YOUR OBJECTIVE: Reproduce, word for word, the stretch of the listing below from the line containing "Locate every instance of the man's necktie" through the end of the listing.

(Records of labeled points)
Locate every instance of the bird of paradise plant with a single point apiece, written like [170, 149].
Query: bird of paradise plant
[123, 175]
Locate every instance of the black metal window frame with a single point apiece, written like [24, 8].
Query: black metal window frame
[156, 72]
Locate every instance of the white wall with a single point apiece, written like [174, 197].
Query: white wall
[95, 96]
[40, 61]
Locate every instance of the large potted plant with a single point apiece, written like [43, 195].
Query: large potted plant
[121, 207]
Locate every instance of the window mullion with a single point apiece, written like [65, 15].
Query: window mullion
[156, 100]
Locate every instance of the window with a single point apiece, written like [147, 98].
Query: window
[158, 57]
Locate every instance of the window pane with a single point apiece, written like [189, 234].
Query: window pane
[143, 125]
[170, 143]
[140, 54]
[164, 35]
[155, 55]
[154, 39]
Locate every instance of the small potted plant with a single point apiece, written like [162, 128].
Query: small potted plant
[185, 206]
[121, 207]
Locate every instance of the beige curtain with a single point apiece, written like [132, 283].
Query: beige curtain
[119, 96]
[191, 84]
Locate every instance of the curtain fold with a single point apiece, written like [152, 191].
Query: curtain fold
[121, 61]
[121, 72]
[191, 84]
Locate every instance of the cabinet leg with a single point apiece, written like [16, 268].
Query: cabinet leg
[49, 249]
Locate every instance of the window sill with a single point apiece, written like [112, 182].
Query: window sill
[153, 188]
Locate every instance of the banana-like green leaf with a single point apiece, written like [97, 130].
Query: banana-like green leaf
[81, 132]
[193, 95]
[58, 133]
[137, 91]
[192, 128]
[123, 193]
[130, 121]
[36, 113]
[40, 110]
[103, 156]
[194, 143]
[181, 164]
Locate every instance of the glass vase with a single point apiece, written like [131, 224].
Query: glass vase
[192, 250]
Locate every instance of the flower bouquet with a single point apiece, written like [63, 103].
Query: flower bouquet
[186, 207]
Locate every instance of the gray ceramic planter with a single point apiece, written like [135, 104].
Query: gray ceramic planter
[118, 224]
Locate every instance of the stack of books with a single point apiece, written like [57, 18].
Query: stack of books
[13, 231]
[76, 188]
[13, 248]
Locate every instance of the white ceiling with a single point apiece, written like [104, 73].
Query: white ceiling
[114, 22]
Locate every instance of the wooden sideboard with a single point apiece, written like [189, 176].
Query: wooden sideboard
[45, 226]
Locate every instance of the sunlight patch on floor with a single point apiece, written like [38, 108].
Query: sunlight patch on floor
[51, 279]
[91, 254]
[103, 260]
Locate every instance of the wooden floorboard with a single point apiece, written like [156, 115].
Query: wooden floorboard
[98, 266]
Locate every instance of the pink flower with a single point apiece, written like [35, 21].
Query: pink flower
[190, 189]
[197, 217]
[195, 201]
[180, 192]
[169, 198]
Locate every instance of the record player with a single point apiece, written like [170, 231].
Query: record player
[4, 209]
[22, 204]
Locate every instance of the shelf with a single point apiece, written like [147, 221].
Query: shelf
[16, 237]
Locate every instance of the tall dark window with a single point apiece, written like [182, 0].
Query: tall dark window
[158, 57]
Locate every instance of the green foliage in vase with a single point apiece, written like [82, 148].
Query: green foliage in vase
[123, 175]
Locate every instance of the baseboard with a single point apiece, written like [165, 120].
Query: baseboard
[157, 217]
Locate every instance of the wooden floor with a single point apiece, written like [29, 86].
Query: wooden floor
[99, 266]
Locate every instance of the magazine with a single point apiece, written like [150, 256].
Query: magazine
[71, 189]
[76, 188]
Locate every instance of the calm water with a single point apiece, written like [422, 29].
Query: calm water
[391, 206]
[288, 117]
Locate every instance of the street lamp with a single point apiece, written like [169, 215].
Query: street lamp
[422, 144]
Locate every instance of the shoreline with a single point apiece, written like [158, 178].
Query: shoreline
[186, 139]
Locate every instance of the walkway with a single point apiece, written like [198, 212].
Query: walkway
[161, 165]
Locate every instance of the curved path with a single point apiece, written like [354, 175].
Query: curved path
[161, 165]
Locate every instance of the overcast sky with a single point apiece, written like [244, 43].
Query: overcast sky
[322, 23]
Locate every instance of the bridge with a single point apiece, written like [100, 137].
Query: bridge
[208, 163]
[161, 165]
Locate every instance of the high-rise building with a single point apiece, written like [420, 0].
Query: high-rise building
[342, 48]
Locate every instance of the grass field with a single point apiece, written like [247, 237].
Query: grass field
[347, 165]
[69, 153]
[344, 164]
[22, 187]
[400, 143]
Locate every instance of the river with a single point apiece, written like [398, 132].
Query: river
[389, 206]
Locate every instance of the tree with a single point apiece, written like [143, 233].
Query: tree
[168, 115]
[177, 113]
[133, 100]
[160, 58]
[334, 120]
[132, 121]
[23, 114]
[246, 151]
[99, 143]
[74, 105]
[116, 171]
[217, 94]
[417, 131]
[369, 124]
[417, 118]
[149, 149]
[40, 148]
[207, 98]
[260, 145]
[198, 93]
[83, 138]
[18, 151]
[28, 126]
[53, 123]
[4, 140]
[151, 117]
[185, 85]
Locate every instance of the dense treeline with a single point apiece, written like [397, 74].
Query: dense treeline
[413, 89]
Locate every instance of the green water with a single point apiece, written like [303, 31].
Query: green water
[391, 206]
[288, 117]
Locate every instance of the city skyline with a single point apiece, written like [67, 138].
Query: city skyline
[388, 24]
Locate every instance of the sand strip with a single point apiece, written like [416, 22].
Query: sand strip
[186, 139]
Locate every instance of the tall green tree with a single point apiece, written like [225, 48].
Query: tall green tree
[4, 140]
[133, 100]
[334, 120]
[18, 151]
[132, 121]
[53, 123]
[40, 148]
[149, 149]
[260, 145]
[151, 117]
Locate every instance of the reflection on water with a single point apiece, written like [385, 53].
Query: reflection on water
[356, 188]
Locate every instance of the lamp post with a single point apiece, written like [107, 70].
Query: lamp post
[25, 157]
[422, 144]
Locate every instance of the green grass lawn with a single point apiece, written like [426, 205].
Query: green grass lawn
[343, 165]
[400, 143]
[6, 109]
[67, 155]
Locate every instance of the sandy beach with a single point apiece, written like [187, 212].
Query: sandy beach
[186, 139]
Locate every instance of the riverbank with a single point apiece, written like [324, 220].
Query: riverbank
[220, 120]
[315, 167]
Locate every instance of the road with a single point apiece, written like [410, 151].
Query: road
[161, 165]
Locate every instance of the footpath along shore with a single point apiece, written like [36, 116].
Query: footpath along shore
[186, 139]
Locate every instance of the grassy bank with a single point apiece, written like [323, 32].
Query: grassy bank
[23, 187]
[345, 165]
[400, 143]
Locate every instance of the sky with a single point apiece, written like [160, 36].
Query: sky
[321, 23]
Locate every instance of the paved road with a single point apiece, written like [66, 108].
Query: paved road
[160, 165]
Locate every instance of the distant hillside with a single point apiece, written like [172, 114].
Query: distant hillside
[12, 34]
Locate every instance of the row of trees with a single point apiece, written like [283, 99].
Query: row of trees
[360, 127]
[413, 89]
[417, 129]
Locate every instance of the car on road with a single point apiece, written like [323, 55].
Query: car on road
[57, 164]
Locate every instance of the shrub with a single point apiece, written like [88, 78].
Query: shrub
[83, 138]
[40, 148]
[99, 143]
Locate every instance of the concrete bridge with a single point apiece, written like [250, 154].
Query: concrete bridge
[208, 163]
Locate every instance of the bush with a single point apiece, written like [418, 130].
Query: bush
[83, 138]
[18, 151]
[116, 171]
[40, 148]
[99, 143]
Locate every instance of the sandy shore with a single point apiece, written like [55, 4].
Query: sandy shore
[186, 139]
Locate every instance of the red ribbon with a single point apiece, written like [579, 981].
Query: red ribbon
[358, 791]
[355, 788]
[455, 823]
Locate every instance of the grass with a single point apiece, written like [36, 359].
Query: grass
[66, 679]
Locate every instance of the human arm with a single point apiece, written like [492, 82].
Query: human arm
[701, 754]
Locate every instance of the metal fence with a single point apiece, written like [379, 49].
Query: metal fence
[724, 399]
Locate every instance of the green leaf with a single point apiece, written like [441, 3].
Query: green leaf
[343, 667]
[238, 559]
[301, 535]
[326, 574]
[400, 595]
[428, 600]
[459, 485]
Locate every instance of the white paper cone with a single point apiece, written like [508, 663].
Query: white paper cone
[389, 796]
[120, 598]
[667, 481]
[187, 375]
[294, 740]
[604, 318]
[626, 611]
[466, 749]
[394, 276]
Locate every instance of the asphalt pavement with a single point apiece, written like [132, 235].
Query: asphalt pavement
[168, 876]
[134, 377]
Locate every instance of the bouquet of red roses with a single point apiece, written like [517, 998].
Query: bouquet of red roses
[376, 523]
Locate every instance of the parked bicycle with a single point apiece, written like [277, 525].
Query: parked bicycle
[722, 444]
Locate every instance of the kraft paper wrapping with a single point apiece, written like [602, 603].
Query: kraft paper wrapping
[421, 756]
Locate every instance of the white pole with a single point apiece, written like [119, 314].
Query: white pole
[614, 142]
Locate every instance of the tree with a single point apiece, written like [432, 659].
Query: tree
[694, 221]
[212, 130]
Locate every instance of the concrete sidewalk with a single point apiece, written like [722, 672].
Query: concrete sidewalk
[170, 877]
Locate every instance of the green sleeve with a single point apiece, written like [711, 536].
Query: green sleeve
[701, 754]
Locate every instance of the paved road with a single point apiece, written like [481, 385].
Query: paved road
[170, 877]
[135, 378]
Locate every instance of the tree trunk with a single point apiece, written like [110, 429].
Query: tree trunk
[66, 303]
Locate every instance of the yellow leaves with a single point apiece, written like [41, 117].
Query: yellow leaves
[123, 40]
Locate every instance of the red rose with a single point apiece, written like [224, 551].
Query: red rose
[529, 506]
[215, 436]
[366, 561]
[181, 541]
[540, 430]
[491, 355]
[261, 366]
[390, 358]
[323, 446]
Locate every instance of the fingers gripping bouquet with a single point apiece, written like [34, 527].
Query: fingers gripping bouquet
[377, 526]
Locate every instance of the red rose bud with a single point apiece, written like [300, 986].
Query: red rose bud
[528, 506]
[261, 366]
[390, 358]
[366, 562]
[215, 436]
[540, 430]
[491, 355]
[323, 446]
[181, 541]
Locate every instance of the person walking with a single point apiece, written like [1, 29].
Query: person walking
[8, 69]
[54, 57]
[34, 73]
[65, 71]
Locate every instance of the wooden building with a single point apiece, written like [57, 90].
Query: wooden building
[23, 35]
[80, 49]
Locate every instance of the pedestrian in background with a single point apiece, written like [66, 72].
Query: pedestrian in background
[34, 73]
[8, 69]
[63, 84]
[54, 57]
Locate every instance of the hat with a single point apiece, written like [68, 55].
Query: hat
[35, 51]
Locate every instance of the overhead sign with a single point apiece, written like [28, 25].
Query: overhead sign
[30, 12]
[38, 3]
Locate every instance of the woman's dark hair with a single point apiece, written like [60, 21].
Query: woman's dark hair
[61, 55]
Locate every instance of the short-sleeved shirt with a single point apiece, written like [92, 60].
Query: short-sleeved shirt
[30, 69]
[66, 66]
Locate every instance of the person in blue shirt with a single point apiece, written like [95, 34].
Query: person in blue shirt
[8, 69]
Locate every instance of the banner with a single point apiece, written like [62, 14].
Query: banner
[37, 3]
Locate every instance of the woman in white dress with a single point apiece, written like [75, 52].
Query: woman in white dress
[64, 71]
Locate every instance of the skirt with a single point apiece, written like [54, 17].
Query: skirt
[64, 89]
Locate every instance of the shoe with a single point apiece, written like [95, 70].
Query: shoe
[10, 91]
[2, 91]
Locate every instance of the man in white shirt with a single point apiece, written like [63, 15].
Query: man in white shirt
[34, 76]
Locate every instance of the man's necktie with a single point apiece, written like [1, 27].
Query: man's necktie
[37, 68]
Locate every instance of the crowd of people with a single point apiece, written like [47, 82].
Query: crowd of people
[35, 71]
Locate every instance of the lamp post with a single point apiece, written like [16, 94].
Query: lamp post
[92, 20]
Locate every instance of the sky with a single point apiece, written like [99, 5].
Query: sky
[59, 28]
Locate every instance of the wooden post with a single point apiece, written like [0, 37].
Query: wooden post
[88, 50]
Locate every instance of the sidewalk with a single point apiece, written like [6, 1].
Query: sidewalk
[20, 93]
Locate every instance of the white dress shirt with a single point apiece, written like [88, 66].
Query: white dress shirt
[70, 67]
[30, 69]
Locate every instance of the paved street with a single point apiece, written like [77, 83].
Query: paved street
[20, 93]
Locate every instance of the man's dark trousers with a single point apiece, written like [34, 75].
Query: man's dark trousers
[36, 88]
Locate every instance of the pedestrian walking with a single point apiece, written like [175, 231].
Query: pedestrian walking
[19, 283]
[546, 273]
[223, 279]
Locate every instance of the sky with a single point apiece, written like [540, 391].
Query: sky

WRITTEN SOLUTION:
Locate every instance of the man's necktie with a single point apiece, written like [1, 27].
Query: man's necktie
[37, 68]
Locate every instance of the crowd of people with a single point apiece, written like [47, 82].
Query: crowd of people
[35, 71]
Locate every instance of the lamp post with a single point apiece, written like [16, 94].
Query: lamp post
[92, 20]
Locate every instance of the sky with a single point apiece, written like [99, 5].
Query: sky
[59, 28]
Locate every instance of the wooden post with a single point apiece, written like [0, 37].
Query: wooden post
[88, 50]
Locate every instance of the sidewalk with a single point apiece, written like [6, 1].
Query: sidewalk
[20, 93]
Locate every instance of the white dress shirt with a single point apiece, written like [88, 66].
Query: white dress shirt
[70, 67]
[30, 69]
Locate every instance of the paved street with a single point apiece, written like [77, 83].
Query: paved street
[20, 93]
Locate every instance of the man's dark trousers with a single point apiece, written like [34, 75].
Query: man's dark trousers
[36, 88]
Locate every instance of the pedestrian walking with a single point apiece, written like [175, 231].
Query: pedestrian walking
[19, 283]
[546, 273]
[223, 279]
Locate every instance of the sky with a single point apiece, written like [540, 391].
Query: sky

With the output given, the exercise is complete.